:: Records for the task

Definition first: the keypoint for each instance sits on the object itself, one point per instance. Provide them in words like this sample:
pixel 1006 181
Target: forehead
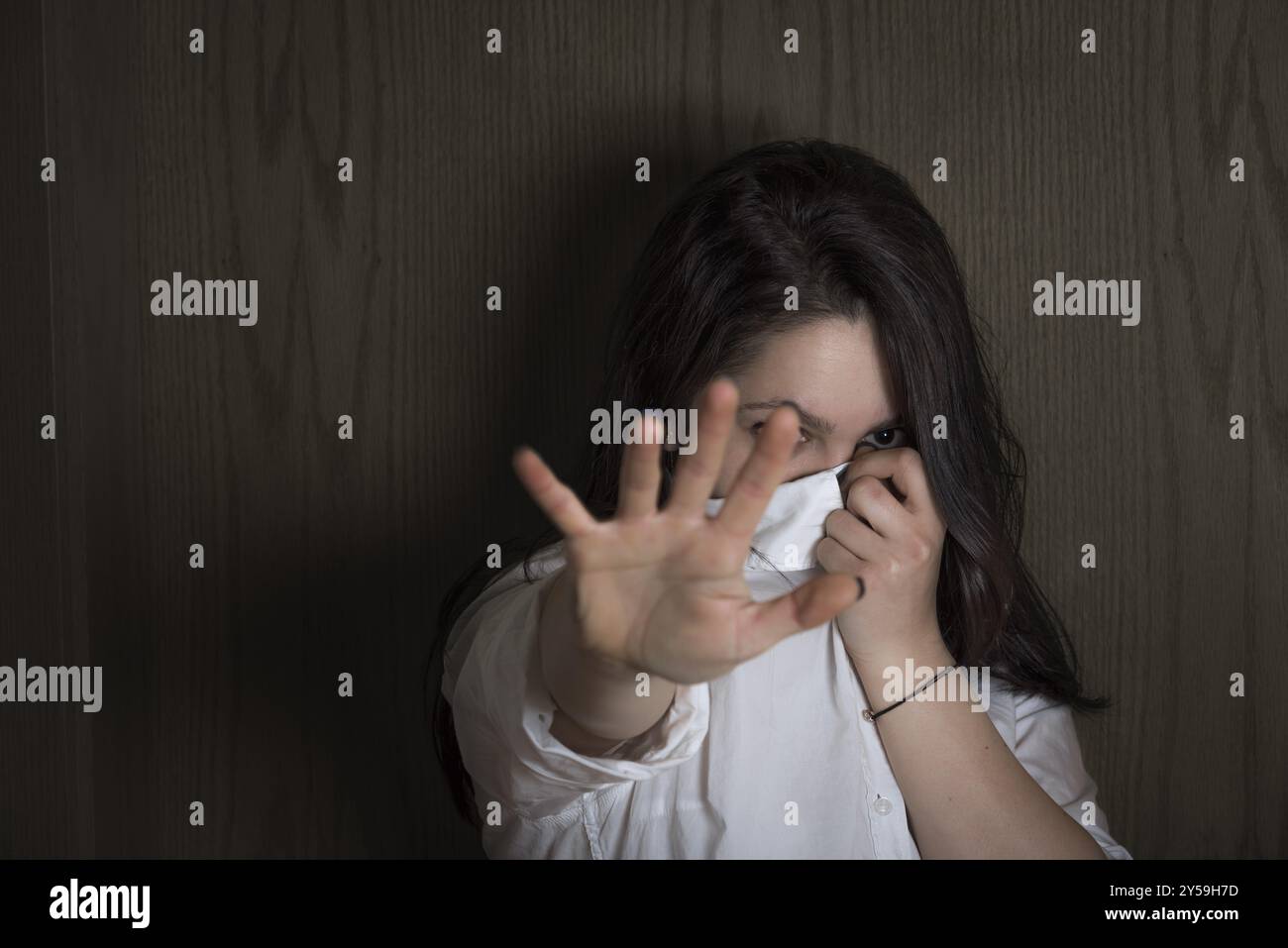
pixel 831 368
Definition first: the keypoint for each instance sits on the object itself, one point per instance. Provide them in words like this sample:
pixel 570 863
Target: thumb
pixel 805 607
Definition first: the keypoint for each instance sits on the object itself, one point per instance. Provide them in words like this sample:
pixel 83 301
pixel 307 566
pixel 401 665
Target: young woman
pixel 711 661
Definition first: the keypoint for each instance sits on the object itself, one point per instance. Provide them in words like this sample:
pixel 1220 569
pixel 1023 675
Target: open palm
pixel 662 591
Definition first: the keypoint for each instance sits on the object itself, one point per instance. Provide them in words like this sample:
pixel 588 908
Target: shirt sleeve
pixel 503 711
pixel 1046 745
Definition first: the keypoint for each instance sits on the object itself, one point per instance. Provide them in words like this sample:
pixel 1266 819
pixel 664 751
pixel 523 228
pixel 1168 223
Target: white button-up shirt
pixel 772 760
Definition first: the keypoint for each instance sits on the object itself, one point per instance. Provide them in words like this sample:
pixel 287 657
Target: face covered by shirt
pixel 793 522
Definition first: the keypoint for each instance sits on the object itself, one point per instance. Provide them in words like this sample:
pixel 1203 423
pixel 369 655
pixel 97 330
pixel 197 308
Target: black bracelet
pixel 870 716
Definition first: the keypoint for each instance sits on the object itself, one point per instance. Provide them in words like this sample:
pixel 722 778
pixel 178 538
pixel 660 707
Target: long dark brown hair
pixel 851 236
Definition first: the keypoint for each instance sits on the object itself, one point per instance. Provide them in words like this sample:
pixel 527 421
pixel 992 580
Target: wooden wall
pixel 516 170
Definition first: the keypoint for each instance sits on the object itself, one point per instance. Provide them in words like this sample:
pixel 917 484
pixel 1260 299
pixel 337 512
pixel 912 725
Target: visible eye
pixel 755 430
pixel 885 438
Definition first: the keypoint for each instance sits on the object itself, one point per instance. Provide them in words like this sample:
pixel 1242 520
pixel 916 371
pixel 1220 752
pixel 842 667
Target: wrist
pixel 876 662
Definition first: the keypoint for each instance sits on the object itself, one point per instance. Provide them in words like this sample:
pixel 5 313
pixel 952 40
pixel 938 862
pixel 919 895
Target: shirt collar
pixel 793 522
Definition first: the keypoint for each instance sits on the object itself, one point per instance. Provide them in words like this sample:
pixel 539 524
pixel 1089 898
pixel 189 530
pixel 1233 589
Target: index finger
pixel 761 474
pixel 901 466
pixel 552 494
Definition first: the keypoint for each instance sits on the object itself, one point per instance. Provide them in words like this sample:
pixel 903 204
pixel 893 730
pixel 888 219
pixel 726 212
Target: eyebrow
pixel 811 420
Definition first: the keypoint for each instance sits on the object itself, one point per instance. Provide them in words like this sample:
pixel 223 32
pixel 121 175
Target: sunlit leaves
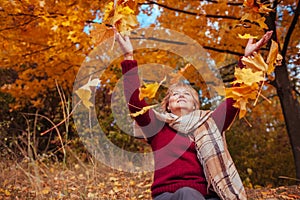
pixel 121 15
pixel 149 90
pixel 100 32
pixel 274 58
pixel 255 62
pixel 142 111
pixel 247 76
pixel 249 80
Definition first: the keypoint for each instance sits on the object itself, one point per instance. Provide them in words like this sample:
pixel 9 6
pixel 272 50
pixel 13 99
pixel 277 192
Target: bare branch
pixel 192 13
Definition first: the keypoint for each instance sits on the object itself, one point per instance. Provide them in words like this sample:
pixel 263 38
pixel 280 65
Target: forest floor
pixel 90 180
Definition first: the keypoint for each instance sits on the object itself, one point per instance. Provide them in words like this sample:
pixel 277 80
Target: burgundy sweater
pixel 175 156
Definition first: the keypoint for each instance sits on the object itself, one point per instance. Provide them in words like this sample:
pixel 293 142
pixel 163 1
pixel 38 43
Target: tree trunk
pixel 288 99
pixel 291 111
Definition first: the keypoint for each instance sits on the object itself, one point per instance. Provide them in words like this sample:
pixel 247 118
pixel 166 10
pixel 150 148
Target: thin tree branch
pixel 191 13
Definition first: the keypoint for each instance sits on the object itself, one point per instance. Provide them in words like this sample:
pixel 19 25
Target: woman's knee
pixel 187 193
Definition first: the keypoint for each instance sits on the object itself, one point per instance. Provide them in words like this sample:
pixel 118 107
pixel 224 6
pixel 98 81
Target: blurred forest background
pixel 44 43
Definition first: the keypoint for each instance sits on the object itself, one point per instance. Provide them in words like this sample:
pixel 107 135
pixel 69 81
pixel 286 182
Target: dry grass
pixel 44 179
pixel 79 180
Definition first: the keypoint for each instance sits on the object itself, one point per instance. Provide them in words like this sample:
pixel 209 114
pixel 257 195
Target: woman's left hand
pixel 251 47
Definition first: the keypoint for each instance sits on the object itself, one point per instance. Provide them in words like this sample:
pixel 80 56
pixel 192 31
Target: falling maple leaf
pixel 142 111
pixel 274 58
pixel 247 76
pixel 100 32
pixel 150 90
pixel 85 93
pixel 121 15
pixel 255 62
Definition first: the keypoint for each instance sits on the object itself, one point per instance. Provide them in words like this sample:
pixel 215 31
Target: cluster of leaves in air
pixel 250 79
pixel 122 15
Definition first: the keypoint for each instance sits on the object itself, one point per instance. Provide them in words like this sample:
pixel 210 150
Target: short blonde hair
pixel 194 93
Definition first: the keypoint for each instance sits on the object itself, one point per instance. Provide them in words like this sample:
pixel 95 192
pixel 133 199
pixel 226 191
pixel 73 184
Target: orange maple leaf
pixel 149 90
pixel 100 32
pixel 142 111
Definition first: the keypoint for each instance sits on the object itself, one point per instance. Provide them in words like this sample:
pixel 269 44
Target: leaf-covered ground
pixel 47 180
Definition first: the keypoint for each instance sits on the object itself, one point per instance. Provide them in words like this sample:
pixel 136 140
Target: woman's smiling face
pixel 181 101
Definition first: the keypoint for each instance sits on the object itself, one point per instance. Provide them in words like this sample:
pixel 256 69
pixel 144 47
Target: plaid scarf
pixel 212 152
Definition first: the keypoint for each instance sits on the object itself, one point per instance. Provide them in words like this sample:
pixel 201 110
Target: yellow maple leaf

::::

● **What you will do**
Of all the entries above, retype exactly the lines from the line with "pixel 215 31" to the line with "pixel 73 184", both included, and no others.

● **Answer section**
pixel 215 31
Target: cluster of leaves in air
pixel 250 79
pixel 122 15
Definition first: the keypoint for each instance sits on the object itself, one point per instance. Provide them in words like this sample:
pixel 210 150
Target: short blonde hair
pixel 194 93
Definition first: the keypoint for each instance sits on the object itself, one point per instance. Provide them in words like this sample:
pixel 95 192
pixel 133 199
pixel 226 191
pixel 73 184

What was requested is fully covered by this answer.